→ **RECORDS FOR THIS EXERCISE**
· · · · ·

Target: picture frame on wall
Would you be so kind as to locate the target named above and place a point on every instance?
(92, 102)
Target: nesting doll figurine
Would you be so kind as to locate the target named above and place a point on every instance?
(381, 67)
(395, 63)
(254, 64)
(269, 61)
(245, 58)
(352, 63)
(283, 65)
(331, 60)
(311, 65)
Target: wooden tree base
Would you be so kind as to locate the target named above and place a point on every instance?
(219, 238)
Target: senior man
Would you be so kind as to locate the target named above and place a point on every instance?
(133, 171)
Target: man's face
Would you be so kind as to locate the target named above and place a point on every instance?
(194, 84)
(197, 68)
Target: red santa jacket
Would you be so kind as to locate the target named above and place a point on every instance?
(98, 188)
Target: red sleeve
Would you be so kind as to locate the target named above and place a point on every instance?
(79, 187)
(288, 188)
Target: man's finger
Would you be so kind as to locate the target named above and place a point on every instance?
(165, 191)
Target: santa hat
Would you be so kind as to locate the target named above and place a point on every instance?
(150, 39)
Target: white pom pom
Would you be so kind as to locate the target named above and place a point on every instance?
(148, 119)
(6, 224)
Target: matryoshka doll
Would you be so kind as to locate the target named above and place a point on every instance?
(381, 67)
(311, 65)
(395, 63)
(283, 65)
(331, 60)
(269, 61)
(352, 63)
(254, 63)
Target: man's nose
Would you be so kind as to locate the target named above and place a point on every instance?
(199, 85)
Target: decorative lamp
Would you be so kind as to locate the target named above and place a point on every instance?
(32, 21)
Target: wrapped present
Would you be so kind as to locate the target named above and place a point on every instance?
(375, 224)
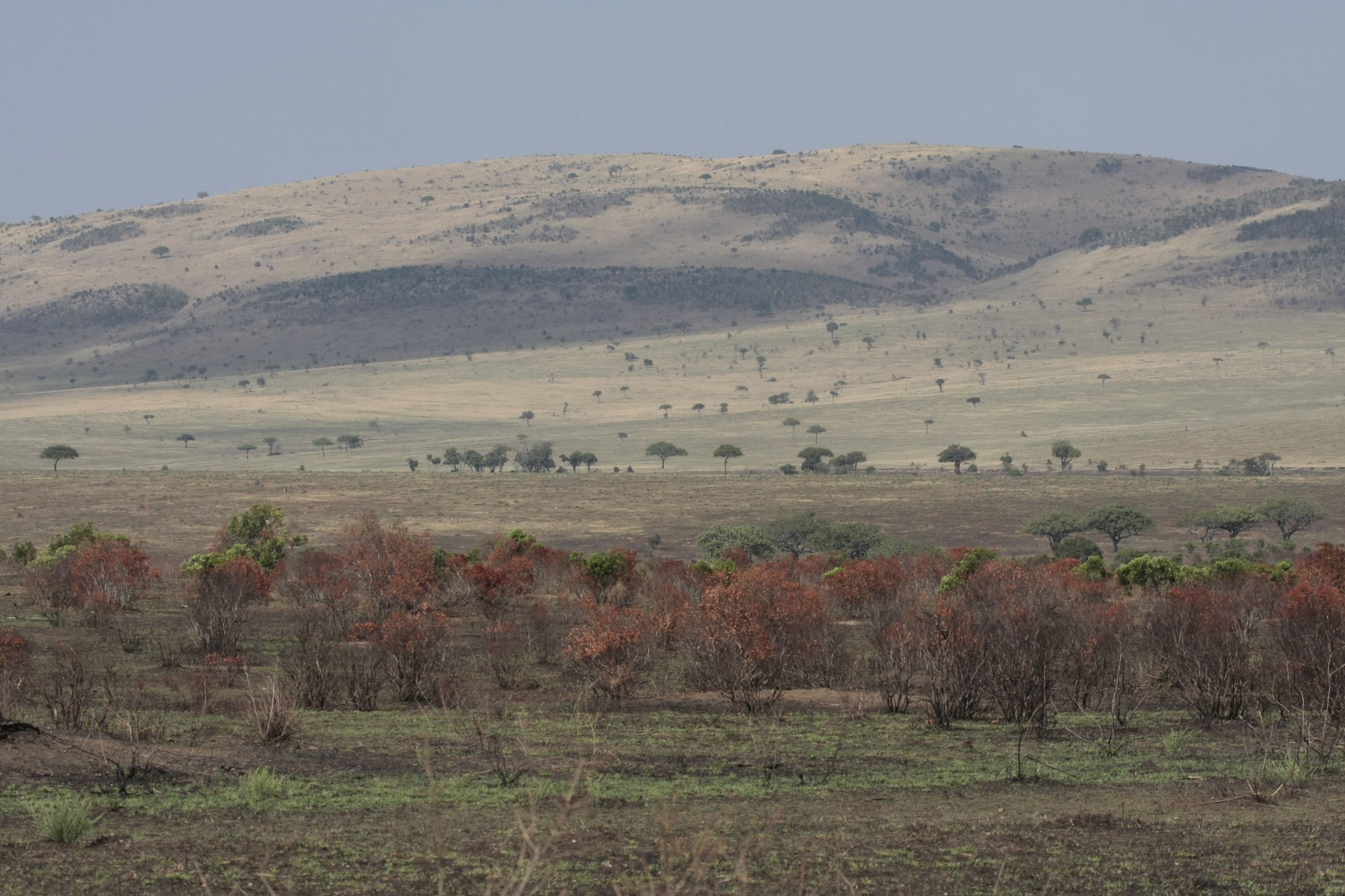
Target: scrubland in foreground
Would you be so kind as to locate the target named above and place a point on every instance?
(530, 720)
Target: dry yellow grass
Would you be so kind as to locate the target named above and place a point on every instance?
(1165, 406)
(178, 513)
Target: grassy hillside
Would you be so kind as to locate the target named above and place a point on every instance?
(1078, 296)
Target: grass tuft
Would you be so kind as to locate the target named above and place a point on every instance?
(64, 819)
(263, 786)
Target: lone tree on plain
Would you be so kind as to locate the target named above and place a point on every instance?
(1066, 452)
(1292, 515)
(1235, 521)
(663, 450)
(816, 458)
(728, 453)
(1056, 527)
(957, 454)
(1118, 522)
(58, 453)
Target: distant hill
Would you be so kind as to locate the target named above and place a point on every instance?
(508, 254)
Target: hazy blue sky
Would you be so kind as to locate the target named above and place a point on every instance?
(123, 104)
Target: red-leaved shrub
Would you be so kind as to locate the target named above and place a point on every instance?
(755, 636)
(609, 649)
(221, 599)
(15, 666)
(418, 653)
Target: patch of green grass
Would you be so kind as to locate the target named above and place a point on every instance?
(64, 819)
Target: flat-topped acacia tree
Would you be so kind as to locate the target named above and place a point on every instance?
(957, 454)
(663, 450)
(58, 453)
(728, 453)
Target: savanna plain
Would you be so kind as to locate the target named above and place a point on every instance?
(883, 519)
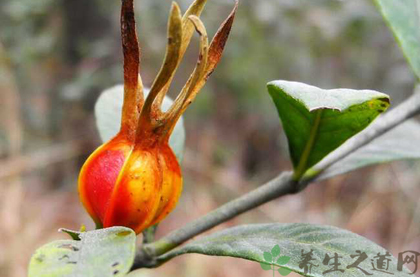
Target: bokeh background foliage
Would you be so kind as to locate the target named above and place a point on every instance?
(57, 56)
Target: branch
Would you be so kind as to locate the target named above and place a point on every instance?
(148, 256)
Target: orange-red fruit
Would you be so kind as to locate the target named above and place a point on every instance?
(133, 186)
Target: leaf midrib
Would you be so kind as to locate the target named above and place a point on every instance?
(303, 161)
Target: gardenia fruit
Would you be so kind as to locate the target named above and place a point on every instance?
(134, 180)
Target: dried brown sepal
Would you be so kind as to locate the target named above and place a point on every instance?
(187, 32)
(133, 89)
(170, 62)
(198, 74)
(214, 55)
(218, 43)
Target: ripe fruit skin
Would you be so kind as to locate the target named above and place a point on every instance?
(99, 175)
(135, 180)
(132, 186)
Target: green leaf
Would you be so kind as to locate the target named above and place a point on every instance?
(317, 121)
(265, 266)
(101, 253)
(275, 251)
(284, 271)
(108, 118)
(250, 241)
(397, 144)
(267, 257)
(283, 260)
(404, 19)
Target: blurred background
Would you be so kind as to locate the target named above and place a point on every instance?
(57, 56)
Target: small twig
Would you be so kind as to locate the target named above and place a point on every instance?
(279, 186)
(151, 255)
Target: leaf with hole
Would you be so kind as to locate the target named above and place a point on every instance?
(108, 118)
(251, 241)
(275, 251)
(404, 20)
(283, 260)
(265, 266)
(267, 257)
(317, 121)
(284, 271)
(102, 253)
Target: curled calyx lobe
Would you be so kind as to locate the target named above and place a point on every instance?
(134, 180)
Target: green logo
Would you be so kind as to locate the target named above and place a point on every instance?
(275, 264)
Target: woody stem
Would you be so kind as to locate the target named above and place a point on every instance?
(158, 252)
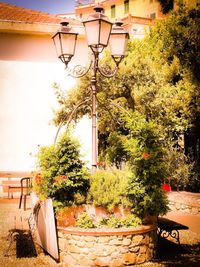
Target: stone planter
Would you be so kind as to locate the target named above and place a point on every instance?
(104, 247)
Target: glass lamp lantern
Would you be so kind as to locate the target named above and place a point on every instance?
(98, 29)
(118, 41)
(65, 42)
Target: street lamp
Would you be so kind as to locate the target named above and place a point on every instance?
(100, 33)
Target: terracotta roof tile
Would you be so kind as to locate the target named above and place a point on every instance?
(19, 14)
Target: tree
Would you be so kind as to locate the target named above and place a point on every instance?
(159, 78)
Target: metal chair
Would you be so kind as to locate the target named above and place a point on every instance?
(25, 184)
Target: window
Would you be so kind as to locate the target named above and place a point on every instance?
(113, 11)
(153, 15)
(126, 6)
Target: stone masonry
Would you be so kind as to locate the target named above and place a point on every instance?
(110, 249)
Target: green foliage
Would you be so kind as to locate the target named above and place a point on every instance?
(84, 221)
(166, 5)
(116, 222)
(63, 175)
(145, 147)
(108, 188)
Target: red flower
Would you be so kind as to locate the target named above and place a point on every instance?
(100, 163)
(38, 178)
(145, 155)
(59, 179)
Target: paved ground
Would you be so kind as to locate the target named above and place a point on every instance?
(169, 253)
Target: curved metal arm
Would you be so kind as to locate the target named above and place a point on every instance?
(78, 71)
(107, 71)
(70, 117)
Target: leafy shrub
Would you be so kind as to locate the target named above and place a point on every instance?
(63, 176)
(108, 188)
(84, 221)
(146, 151)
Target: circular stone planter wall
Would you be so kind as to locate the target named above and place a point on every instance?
(106, 247)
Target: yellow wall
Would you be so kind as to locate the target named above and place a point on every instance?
(140, 8)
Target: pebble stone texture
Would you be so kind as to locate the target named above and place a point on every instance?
(113, 250)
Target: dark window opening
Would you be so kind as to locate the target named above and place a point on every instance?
(113, 10)
(126, 6)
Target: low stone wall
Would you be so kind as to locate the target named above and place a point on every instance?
(184, 202)
(113, 248)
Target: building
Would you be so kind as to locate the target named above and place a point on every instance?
(137, 15)
(29, 67)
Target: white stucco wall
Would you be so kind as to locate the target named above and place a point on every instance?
(27, 100)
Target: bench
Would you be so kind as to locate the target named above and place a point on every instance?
(171, 228)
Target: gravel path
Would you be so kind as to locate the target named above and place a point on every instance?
(169, 253)
(9, 215)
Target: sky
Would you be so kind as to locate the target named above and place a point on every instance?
(49, 6)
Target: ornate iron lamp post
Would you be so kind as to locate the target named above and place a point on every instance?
(100, 33)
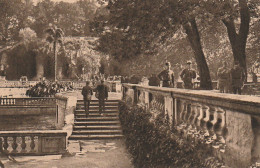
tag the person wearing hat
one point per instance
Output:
(187, 75)
(101, 95)
(87, 94)
(223, 78)
(237, 76)
(167, 76)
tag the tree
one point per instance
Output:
(54, 36)
(43, 15)
(152, 22)
(9, 14)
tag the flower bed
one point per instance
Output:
(152, 143)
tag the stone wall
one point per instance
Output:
(227, 124)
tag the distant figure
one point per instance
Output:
(102, 95)
(167, 76)
(187, 75)
(134, 79)
(154, 80)
(237, 76)
(87, 93)
(223, 78)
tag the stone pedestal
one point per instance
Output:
(2, 78)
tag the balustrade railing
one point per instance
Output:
(228, 123)
(27, 101)
(32, 142)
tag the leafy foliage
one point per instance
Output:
(152, 143)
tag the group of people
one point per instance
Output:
(231, 80)
(101, 93)
(167, 77)
(47, 89)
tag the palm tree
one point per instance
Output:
(54, 36)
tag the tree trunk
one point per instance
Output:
(238, 40)
(194, 39)
(55, 61)
(39, 67)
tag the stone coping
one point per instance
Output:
(34, 132)
(242, 103)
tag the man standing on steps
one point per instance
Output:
(101, 95)
(187, 75)
(87, 93)
(167, 76)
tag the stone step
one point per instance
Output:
(94, 137)
(96, 123)
(83, 115)
(102, 118)
(97, 127)
(97, 132)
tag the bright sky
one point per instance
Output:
(57, 0)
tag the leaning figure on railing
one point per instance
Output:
(187, 75)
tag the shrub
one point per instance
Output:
(153, 144)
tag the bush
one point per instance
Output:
(153, 144)
(47, 89)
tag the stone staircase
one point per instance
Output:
(96, 126)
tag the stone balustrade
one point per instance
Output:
(33, 142)
(226, 123)
(35, 101)
(27, 106)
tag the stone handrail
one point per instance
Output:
(33, 142)
(228, 123)
(17, 84)
(35, 101)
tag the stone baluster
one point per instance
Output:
(220, 126)
(182, 110)
(187, 113)
(205, 121)
(1, 145)
(195, 108)
(23, 145)
(32, 145)
(191, 114)
(14, 145)
(211, 123)
(5, 145)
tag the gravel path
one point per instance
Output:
(93, 154)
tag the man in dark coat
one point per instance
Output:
(223, 78)
(167, 76)
(154, 80)
(87, 93)
(102, 95)
(187, 75)
(237, 76)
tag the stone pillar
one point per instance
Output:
(239, 140)
(169, 108)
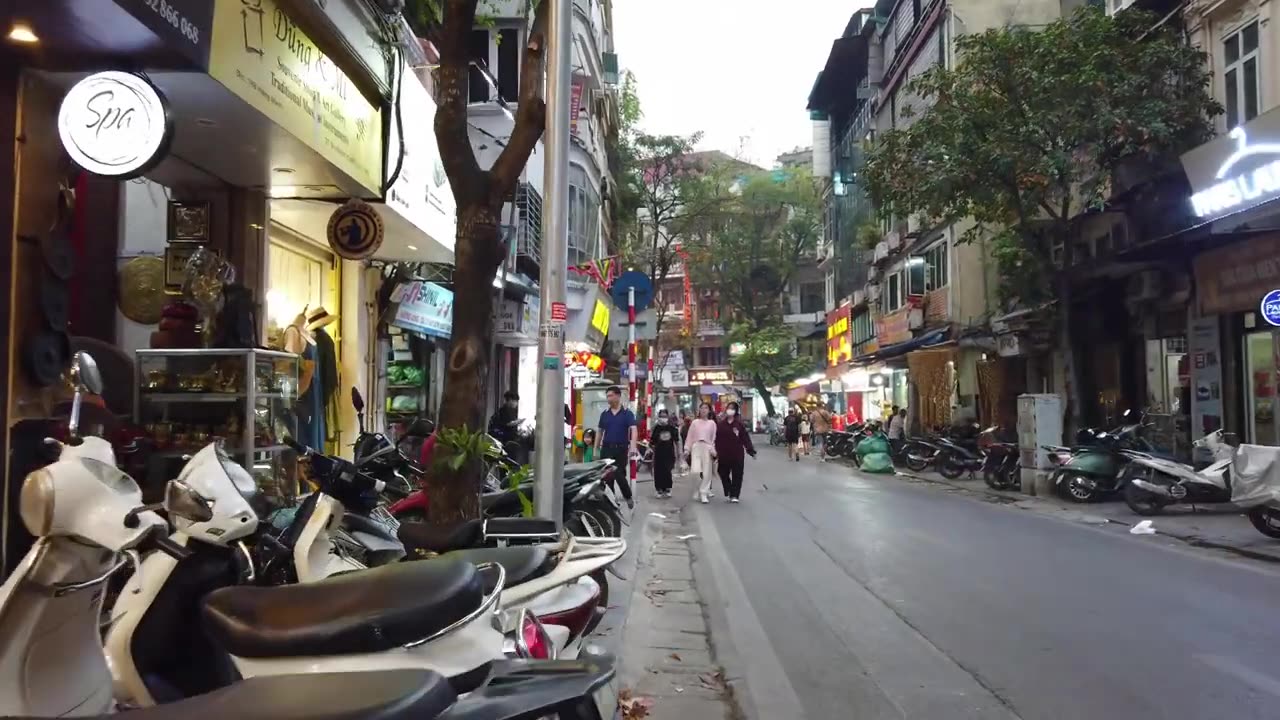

· · · · ·

→ **TASK GOAL**
When the word "fruit" appears in a line of the listing, pull that line out.

→ **RESPONSE TO THE TASK**
Target: orange-red fruit
Target: gardenia fruit
Target: ripe fruit skin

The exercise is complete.